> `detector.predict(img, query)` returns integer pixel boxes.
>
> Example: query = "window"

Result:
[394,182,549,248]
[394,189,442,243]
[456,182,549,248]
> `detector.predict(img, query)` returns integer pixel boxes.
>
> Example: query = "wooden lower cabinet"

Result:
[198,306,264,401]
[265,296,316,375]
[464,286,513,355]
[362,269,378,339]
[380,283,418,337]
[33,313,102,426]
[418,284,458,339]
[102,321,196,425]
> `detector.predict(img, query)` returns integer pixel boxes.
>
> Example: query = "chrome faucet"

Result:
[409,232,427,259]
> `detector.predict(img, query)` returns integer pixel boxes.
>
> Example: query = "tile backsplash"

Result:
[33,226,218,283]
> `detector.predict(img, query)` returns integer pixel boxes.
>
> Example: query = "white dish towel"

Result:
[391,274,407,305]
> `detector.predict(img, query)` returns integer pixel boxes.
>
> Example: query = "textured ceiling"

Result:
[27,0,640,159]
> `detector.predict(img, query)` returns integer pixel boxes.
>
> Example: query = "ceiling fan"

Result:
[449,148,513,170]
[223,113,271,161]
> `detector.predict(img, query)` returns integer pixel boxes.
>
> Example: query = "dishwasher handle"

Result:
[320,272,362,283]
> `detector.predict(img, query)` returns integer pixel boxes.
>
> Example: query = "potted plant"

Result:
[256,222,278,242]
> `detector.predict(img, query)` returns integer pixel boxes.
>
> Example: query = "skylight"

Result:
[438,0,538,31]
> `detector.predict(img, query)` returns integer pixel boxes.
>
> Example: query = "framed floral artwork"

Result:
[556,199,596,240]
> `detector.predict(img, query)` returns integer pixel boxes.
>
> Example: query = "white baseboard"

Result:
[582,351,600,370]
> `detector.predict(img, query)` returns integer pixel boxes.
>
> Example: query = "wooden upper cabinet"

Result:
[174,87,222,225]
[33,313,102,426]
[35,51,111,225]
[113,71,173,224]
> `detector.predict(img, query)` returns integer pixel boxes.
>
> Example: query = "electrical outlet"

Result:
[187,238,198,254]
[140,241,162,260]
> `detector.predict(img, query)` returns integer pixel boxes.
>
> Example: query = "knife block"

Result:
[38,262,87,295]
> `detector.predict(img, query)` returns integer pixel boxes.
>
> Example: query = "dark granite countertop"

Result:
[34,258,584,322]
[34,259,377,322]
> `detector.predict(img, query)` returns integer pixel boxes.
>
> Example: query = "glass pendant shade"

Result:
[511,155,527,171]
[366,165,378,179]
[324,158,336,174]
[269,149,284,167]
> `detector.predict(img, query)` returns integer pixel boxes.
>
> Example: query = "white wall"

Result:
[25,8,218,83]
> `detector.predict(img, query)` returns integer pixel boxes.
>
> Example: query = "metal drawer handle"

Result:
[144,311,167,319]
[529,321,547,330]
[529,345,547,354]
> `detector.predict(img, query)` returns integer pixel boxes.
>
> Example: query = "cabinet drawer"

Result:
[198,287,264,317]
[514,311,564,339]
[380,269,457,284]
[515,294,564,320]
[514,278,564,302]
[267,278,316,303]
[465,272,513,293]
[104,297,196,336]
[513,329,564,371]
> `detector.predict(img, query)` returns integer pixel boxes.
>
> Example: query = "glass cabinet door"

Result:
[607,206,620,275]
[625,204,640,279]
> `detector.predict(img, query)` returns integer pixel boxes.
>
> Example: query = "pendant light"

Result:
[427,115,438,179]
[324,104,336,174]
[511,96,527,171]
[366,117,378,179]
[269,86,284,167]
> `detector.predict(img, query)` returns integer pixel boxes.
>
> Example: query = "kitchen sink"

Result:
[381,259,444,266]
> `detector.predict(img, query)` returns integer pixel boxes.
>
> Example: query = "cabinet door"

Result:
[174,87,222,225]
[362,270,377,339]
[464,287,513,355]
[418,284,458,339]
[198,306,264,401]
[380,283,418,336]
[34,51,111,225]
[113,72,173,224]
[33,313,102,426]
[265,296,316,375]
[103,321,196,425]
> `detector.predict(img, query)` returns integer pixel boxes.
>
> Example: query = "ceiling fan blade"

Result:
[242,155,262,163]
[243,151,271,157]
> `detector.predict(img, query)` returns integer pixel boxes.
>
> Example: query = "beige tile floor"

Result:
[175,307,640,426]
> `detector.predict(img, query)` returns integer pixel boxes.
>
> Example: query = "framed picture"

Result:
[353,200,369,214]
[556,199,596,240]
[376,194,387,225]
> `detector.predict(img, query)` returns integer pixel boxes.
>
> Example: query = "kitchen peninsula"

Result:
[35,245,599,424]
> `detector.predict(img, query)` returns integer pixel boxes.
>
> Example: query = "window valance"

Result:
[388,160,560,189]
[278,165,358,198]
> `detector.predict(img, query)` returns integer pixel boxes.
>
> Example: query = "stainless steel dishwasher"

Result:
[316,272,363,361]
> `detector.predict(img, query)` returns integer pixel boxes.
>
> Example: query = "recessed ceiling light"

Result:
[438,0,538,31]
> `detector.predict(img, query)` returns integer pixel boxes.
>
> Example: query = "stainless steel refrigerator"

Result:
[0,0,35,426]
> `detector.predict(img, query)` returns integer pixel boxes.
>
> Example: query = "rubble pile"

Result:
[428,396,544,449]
===============
**Task statement:** Reproduce the material above verbatim, every line from the first to the last, with nothing added or changed.

**Solution below:**
> `detector.predict(img, query)` returns integer pixel boxes.
>
> Example: query = "window"

Result:
[394,182,549,248]
[394,189,442,243]
[456,182,549,248]
> `detector.predict(img, query)` returns integer pixel boxes.
>
> Example: query = "wooden lower cabinet"

Result:
[198,306,264,401]
[265,296,316,375]
[464,286,513,355]
[362,269,378,339]
[380,283,418,337]
[33,313,102,426]
[418,284,458,339]
[102,321,196,425]
> `detector.predict(img, query)` returns integer pixel boxes.
>
> Example: query = "chrome faucet"

Result:
[409,232,427,259]
> `detector.predict(img, query)` returns integer pixel boxes.
>
> Example: query = "tile backsplash"

Result:
[33,226,218,283]
> `detector.predict(img, query)` returns integer pixel boxes.
>
> Example: query = "white dish towel"

Result:
[391,274,407,305]
> `detector.predict(img, query)` returns integer pixel boxes.
>
> Example: query = "textured ceiling"

Result:
[27,0,640,159]
> `detector.predict(img, query)` returns integer pixel boxes.
>
> Example: query = "ceiling fan"

Result:
[449,148,513,170]
[223,113,271,161]
> `detector.predict(img, query)` returns integer pixel boxes.
>
> Example: query = "dishwasher handle"

Result:
[320,272,362,283]
> `detector.predict(img, query)` returns integer pixel boxes.
>
> Example: query = "potted plant"

Result:
[256,222,278,242]
> `detector.predict(img, query)` returns integer pixel boxes.
>
> Example: query = "skylight"

Result:
[438,0,538,31]
> `detector.predict(img, query)` returns integer pixel boxes.
>
> Example: query = "framed floral artwork"

Result:
[556,199,596,240]
> `detector.predict(img, query)` returns integer pixel boxes.
>
> Example: query = "white baseboard"

Result:
[582,351,600,370]
> `detector.predict(img, query)` returns integer pixel boxes.
>
> Example: query = "wooden upper cabinet"

Result:
[174,87,222,225]
[33,313,102,426]
[35,51,111,225]
[113,71,173,224]
> `detector.predict(img, query)` returns integer pixel boxes.
>
> Example: query = "electrical outlet"

Result:
[187,238,198,254]
[140,241,162,260]
> `detector.predict(img, query)` returns integer pixel boxes.
>
> Example: query = "knife block"

Result:
[38,262,87,295]
> `detector.predict(img, query)` returns integer pixel boxes.
>
> Example: query = "dark granite countertop"

Result:
[34,258,584,322]
[34,259,377,322]
> `detector.predict(img, query)` returns integer pixel boxes.
>
> Example: query = "glass pendant shade"

Result:
[511,155,527,171]
[366,165,378,179]
[324,158,336,174]
[269,149,284,167]
> `detector.predict(img, query)` returns integer pixel boxes.
>
> Example: query = "white wall"

Result:
[25,8,218,83]
> `detector.predict(img, query)` returns integer pixel boxes.
>
> Example: query = "metal drawer handle"

Result:
[144,311,167,319]
[529,321,547,330]
[529,345,547,354]
> `detector.predict(img, query)` returns integer pixel boxes.
>
> Example: query = "cabinet drawer"

Result:
[198,287,264,317]
[514,311,564,339]
[380,269,457,284]
[515,294,564,320]
[514,278,564,302]
[267,278,316,303]
[465,272,513,293]
[104,297,196,336]
[513,329,564,371]
> `detector.predict(img, query)` returns integer pixel boxes.
>
> Example: query = "glass cabinet door"

Result:
[607,206,620,275]
[625,204,640,279]
> `detector.predict(img, query)` returns integer pixel boxes.
>
> Example: query = "pendant light"

Result:
[427,115,438,179]
[324,104,336,174]
[511,96,527,171]
[366,117,378,179]
[269,86,284,167]
> `detector.predict(img, query)` returns integer pixel boxes.
>
> Example: query = "kitchen sink"

Result:
[381,259,444,266]
> `detector.predict(img, query)` returns integer pixel boxes.
>
> Example: query = "cabinet door"

Result:
[174,87,222,225]
[362,270,377,339]
[464,287,513,355]
[418,284,458,339]
[198,306,264,401]
[380,283,418,336]
[34,51,111,225]
[113,72,173,224]
[33,313,102,426]
[265,296,316,375]
[103,321,196,425]
> `detector.predict(img, query)` returns integer pixel boxes.
>
> Example: query = "ceiling fan blade"

Result:
[242,155,262,163]
[243,151,271,157]
> `detector.predict(img, query)` returns integer pixel boxes.
>
> Example: query = "beige tile floor"

Result:
[175,307,640,426]
> `detector.predict(img, query)` returns integer pixel boxes.
>
> Example: query = "framed picture"

Result:
[353,200,369,214]
[556,199,596,240]
[376,194,387,225]
> `detector.predict(img, query)` returns integer pixel boxes.
>
> Example: query = "kitchen peninsula"

Result:
[35,245,599,424]
> `detector.predict(img, query)` returns integer pixel boxes.
>
> Example: query = "window valance"

Result:
[388,160,560,189]
[278,165,358,198]
> `detector.predict(img, query)` returns integer pixel boxes.
>
> Example: query = "stainless steel dishwasher"

Result:
[316,272,363,361]
> `detector.predict(img, query)` returns integer pixel boxes.
>
> Example: query = "recessed ceiling light"

Result:
[438,0,538,31]
> `detector.predict(img, query)` returns integer pixel boxes.
>
> Example: query = "stainless steel refrigerator"

Result:
[0,0,35,426]
> `detector.predict(img, query)` returns integer pixel boxes.
>
> Example: query = "rubble pile"

Result:
[428,396,544,449]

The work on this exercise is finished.